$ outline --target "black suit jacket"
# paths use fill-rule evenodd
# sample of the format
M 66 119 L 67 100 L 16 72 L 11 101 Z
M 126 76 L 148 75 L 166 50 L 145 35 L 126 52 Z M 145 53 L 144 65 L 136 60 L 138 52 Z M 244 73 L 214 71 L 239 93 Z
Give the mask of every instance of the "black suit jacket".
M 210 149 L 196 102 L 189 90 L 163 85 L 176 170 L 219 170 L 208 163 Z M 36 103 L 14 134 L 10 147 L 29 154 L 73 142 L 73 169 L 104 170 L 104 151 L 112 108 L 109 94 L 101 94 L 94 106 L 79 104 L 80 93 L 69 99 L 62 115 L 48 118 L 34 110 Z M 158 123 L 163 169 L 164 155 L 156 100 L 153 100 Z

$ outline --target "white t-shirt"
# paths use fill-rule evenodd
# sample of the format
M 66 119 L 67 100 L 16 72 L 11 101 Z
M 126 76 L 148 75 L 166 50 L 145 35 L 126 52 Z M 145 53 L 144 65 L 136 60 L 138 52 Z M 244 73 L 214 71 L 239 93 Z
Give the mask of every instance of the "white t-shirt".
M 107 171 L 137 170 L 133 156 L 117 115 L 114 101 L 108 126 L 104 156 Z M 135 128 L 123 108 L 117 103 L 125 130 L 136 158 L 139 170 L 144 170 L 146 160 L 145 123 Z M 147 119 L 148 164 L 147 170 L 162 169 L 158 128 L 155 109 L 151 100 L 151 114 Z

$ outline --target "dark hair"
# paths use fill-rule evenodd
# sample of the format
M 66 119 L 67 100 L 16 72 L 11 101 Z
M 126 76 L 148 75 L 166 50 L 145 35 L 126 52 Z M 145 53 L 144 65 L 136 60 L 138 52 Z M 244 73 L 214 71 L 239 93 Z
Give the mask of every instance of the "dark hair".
^^^^
Put the data from its first line through the line containing "M 210 149 L" into a JSON list of strings, one string per line, with both of those lines included and any blank lines left out.

[
  "$ outline --target \"black suit jacket\"",
  "# paths use fill-rule evenodd",
  "# sample of the format",
  "M 66 119 L 67 100 L 16 72 L 11 101 Z",
  "M 126 76 L 148 75 L 166 50 L 145 35 L 126 52 Z M 145 53 L 144 65 L 136 60 L 138 52 Z M 244 73 L 214 71 L 239 93 Z",
  "Give the mask of every instance of the \"black suit jacket\".",
  "M 210 149 L 196 102 L 189 90 L 163 85 L 176 170 L 219 170 L 208 163 Z M 36 103 L 14 134 L 10 147 L 29 154 L 73 142 L 73 169 L 104 170 L 104 151 L 112 108 L 109 94 L 101 94 L 94 106 L 79 104 L 80 93 L 69 99 L 62 115 L 48 118 L 34 110 Z M 158 123 L 163 169 L 164 155 L 156 100 L 153 100 Z"
]